**MATH UN2015 – Linear Algebra & Probability**

MATH UN2015 features linear algebra with a focus on probability and statistics. The course covers the standard linear algebra topics: systems of linear equations, matrices, determinants, vector spaces, bases, dimension, eigenvalues and eigenvectors. It also teaches applications of linear algebra to probability, statistics and dynamical systems giving a background sufficient for higher level courses in probability and statistics. The topics covered in the probability theory part include conditional probability, discrete and continuous random variables, probability distributions and the limit theorems, as well as Markov chains, curve fitting, regression, and pattern analysis. The course contains applications to life sciences, chemistry, and environmental life sciences. No a priori background in the life sciences is assumed.
-----
_JOB 1_
According to the course description, what background in the life sciences does the course assume?
_JOB 2_
Does each statement below agree with the course description? Answer yes or no for each and quote the words that decide it.
(a) Eigenvalues and eigenvectors are among the linear algebra topics covered.
(b) Students are expected to have prior knowledge of the life sciences.
(c) Markov chains are included in the probability theory part.
_JOB 3_
What might come next in the course description? Continue it, starting after its final sentence.

_SUPPLIED ENTRIES_
-----
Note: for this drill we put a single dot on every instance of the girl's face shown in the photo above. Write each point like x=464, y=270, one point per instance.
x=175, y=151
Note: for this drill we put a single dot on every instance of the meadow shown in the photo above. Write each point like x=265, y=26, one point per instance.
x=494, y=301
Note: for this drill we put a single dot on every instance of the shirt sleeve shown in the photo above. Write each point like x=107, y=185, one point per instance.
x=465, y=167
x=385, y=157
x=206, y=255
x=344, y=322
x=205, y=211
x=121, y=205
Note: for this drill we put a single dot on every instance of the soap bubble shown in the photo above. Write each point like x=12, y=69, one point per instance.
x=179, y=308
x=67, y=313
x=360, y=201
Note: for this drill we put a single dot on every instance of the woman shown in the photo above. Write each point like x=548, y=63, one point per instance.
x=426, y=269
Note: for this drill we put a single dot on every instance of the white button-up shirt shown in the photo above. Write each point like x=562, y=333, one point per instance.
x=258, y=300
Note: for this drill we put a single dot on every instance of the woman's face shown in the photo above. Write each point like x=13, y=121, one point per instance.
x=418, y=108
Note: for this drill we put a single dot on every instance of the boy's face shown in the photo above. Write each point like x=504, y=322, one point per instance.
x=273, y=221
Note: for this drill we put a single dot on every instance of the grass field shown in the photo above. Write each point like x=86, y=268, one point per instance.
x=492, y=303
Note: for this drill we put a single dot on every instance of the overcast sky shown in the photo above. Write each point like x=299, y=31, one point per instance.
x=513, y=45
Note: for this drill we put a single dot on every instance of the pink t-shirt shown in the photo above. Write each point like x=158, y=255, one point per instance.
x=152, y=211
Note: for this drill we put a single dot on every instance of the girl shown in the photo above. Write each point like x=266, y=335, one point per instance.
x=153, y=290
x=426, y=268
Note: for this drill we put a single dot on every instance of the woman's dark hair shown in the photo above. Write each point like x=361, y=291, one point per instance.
-----
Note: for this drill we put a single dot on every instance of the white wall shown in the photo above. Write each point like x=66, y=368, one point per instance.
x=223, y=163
-----
_RESPONSE 1_
None. No a priori background in the life sciences is assumed.

_RESPONSE 2_
(a) Yes: "determinants, vector spaces, bases, dimension, eigenvalues and eigenvectors"
(b) No: "No a priori background in the life sciences is assumed."
(c) Yes: "as well as Markov chains, curve fitting, regression, and pattern analysis"

_RESPONSE 3_
MATH UN2015 – Linear Algebra & Probability is a course best suited for students who wish to focus on applications and practical approach to problem solving, rather than abstract mathematics and mathematical proofs. It is recommended to students majoring in engineering, technology, life sciences, social sciences, and economics.

Students majoring in mathematics should takeMATH UN2010 – Linear Algebra, which focuses on linear algebra concepts, and provides an introduction to writing mathematical proofs.

**Prerequisites**

MATH UN1101 – Calculus I (or equivalent) is strongly recommended.

**Textbooks**:

- Otto Bretscher,
*Linear Algebra with Applications,***5th edition**(Publisher link) - Cliff Taubes,
*Lecture notes on Probability, Statistics and Linear Algebra*

**Topics**

The sequence of topics covered is as follows.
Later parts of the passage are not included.